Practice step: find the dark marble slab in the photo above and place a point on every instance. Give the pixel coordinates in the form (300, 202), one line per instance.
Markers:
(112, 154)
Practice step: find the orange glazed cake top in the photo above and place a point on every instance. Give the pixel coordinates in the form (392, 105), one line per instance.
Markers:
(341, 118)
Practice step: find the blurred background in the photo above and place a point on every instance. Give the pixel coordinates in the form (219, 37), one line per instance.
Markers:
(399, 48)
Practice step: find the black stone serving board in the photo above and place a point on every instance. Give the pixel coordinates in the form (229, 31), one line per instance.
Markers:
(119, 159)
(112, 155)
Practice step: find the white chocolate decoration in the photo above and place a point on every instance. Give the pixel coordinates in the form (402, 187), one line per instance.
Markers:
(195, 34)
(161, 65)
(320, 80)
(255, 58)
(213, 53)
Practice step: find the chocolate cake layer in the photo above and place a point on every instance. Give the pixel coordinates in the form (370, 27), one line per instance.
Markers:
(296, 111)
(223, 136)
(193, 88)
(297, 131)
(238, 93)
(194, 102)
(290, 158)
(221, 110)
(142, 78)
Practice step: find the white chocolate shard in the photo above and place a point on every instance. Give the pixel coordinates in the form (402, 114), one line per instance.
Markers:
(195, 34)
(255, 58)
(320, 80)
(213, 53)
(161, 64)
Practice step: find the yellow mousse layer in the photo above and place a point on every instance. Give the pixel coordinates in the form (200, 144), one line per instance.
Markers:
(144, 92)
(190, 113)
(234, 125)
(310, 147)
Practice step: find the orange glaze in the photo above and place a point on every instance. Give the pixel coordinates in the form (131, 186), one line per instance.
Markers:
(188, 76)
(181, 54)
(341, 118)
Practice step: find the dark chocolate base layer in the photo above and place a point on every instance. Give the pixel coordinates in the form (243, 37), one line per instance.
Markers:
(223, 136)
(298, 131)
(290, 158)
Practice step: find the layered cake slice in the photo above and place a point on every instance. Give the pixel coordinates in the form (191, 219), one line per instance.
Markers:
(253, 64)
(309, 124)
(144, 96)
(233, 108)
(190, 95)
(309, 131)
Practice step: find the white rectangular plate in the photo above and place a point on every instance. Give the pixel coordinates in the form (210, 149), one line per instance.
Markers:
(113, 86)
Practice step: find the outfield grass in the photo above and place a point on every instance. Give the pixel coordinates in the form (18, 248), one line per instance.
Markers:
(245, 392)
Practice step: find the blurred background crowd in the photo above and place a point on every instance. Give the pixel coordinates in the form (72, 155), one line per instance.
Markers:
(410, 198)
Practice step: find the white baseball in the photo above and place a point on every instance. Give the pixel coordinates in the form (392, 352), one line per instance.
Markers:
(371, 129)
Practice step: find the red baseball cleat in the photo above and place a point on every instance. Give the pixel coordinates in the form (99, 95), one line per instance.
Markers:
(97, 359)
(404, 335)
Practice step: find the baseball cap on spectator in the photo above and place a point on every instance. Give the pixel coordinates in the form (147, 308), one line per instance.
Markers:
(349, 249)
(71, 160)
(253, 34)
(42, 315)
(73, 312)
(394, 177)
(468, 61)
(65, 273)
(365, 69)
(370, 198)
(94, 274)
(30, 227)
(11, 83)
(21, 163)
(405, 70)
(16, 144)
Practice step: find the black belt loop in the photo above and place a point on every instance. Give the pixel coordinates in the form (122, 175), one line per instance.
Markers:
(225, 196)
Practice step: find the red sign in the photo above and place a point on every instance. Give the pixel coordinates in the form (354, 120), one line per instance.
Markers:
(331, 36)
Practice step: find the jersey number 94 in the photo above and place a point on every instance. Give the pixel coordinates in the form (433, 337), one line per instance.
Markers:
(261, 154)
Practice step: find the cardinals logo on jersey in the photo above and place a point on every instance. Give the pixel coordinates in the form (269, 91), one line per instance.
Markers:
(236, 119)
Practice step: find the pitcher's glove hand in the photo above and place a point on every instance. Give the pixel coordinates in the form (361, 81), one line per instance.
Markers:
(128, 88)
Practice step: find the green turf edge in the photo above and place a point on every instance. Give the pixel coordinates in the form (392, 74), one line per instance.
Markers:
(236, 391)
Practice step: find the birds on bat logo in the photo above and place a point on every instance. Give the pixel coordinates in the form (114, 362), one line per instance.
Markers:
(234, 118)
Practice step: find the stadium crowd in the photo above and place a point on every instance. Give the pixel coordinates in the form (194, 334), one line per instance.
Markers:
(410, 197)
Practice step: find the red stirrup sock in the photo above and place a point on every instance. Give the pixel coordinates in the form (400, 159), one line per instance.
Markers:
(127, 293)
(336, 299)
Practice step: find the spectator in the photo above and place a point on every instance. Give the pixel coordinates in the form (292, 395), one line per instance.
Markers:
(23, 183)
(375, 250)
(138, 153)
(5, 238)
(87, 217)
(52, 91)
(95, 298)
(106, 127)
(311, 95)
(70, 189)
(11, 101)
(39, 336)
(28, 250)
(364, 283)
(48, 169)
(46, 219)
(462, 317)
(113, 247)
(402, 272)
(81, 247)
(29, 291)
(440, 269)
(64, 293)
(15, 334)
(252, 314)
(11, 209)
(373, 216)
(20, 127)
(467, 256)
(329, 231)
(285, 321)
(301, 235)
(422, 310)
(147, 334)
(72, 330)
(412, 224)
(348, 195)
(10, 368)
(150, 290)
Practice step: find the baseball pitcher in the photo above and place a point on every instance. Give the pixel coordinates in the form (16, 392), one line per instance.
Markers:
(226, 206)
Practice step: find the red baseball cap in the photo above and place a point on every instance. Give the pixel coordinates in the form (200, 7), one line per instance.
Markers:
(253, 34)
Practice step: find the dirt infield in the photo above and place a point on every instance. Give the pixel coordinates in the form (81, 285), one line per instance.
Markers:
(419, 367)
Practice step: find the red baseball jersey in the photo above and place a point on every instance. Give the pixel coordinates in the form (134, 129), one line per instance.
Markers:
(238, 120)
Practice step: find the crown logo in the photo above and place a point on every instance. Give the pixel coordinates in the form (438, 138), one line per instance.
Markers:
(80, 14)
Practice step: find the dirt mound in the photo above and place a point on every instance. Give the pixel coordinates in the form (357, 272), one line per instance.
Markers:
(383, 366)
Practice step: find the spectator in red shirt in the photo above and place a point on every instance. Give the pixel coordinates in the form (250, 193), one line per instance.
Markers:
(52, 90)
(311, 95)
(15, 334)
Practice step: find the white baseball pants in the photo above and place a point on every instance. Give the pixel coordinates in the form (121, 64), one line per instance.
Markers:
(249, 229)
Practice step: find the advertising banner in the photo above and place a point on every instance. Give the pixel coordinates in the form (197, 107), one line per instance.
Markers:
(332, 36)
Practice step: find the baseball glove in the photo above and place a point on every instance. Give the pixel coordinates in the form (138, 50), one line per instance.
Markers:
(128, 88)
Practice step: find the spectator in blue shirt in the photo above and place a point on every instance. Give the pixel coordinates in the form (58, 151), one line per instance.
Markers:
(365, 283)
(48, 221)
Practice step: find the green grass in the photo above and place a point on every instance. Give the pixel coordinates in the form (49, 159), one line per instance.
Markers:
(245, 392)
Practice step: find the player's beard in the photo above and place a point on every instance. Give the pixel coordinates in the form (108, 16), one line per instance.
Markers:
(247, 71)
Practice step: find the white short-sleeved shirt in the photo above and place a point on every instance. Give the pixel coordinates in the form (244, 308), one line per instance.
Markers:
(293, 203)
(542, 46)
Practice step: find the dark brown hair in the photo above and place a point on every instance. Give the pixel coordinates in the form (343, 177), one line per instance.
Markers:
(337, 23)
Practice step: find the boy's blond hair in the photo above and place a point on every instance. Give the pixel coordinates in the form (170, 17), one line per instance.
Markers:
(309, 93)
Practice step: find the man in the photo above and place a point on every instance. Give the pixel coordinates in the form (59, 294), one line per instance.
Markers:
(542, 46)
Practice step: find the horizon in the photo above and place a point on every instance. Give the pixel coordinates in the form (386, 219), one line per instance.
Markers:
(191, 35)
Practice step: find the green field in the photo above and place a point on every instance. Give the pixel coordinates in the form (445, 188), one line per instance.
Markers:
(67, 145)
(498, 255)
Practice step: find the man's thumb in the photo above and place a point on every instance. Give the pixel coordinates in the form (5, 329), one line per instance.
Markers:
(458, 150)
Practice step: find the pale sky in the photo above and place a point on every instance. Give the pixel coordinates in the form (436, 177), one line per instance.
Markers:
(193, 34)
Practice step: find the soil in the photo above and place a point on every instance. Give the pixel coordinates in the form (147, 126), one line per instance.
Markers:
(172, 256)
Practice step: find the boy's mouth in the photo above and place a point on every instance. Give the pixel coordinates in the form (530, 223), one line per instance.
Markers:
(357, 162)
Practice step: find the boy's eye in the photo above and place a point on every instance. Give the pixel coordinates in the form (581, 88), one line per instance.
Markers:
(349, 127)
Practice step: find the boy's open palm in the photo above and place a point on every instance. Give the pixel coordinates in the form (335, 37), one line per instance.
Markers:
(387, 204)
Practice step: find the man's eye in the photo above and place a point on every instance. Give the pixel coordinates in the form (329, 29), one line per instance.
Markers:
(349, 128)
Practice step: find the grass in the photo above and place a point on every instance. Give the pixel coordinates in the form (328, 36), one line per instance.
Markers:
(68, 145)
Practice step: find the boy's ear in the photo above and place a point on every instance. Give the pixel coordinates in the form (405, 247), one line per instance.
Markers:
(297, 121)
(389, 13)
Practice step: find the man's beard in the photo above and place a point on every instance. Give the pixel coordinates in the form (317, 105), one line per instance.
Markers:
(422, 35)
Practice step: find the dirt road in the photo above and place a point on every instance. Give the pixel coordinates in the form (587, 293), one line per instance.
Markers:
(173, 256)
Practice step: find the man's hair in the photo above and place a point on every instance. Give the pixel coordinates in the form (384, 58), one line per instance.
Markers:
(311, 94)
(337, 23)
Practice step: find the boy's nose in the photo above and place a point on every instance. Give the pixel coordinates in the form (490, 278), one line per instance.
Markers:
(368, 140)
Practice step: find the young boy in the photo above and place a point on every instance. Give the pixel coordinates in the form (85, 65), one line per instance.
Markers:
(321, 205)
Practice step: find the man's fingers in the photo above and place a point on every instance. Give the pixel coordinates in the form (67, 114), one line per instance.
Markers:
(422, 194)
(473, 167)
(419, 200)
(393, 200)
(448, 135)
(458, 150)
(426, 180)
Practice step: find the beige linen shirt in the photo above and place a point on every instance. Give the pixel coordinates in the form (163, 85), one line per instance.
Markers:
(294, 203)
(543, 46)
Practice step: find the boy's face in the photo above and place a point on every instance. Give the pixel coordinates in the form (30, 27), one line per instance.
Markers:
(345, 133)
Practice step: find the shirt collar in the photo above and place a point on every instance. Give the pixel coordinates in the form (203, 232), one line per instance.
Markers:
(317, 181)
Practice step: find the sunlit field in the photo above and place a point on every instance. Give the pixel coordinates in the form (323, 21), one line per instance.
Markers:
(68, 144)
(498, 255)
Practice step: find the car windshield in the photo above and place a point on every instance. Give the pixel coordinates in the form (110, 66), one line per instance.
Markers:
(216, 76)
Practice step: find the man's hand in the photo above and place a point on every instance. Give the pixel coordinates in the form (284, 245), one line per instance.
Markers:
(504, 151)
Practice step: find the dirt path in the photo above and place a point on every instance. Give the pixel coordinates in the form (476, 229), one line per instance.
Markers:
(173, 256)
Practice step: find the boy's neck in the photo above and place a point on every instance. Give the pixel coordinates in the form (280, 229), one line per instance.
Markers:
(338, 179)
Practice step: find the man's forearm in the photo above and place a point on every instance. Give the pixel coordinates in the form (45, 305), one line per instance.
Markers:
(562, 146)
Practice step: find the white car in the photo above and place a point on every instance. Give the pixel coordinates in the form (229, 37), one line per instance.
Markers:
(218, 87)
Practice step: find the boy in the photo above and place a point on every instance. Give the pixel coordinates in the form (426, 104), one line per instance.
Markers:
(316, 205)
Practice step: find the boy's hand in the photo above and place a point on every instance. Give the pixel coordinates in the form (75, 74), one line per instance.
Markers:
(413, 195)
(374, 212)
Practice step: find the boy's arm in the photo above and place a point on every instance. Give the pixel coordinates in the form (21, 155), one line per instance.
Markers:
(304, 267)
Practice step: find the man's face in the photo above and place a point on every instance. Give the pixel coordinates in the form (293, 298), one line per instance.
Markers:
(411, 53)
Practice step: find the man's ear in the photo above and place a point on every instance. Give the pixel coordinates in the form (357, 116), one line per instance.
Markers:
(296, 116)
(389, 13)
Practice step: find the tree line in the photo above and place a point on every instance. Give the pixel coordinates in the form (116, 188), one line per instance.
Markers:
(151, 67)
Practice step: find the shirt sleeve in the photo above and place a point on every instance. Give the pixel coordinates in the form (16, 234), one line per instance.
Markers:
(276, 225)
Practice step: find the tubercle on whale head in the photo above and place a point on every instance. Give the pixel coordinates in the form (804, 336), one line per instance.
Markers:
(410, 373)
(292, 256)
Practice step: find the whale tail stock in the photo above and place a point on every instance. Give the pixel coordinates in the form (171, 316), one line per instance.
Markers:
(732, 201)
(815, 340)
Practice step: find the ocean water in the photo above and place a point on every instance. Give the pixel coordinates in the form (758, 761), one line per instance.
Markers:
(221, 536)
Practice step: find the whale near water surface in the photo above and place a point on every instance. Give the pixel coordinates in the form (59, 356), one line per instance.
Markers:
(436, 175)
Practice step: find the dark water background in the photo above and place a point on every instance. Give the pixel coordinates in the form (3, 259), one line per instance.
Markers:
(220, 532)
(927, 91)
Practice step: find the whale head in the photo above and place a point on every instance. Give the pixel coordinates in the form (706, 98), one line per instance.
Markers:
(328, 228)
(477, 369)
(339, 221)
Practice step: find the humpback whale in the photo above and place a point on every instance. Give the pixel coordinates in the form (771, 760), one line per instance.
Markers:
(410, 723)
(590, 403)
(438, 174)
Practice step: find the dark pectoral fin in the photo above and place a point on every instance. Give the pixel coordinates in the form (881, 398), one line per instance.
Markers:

# # # #

GIVEN REQUEST:
Rescale the stretch from the line containing "Practice step: find the tubercle" through the end of the rows, reproducing every line, requests included, with each marker coordinate multiplied by 0.85 and rounded to a whole number, halves up. Leave the requests and their sample coordinates unchanged.

TASK OUTPUT:
Practice step: find the tubercle on whale head in the photo above and place a point on every instance. Give the pixel coordinates in the form (804, 336), one line per instance.
Markers:
(349, 317)
(248, 218)
Practice step: find the whale tail stock in the photo above and place a point on every instance. Give the pixel coordinates in the form (171, 316), one line per instance.
Markers:
(622, 171)
(693, 289)
Practice step: find the ocean water in the photo above and place a point on every instance. Give the pixel coordinates in the form (758, 761), one line per instance.
Markers:
(188, 456)
Practice step: find the whale near water surface in the photo above and place a point on every instance. Give the pixel coordinates in the form (59, 356), one line per instance.
Markers:
(371, 149)
Practice step: find the dark water background in the photo above and place a point on every instance. Give the pixel coordinates in the form (3, 259), one line per instance.
Markers:
(187, 452)
(788, 77)
Practice step: find the whale head in the photo above and place a point on every instance. Give the pixel coordinates in the form (706, 98), one line per instance.
Markers:
(279, 194)
(405, 314)
(288, 188)
Practice step: find the humpback whale in the photo above and place a point on every instance. Give the pixel coordinates in the form (771, 760), one line per instance.
Markers:
(349, 615)
(502, 343)
(372, 148)
Practice step: find the dark pectoral fin in the photo above and place a point on every instance. Give the pixel coordinates in the form (881, 398), one line per instance.
Markers:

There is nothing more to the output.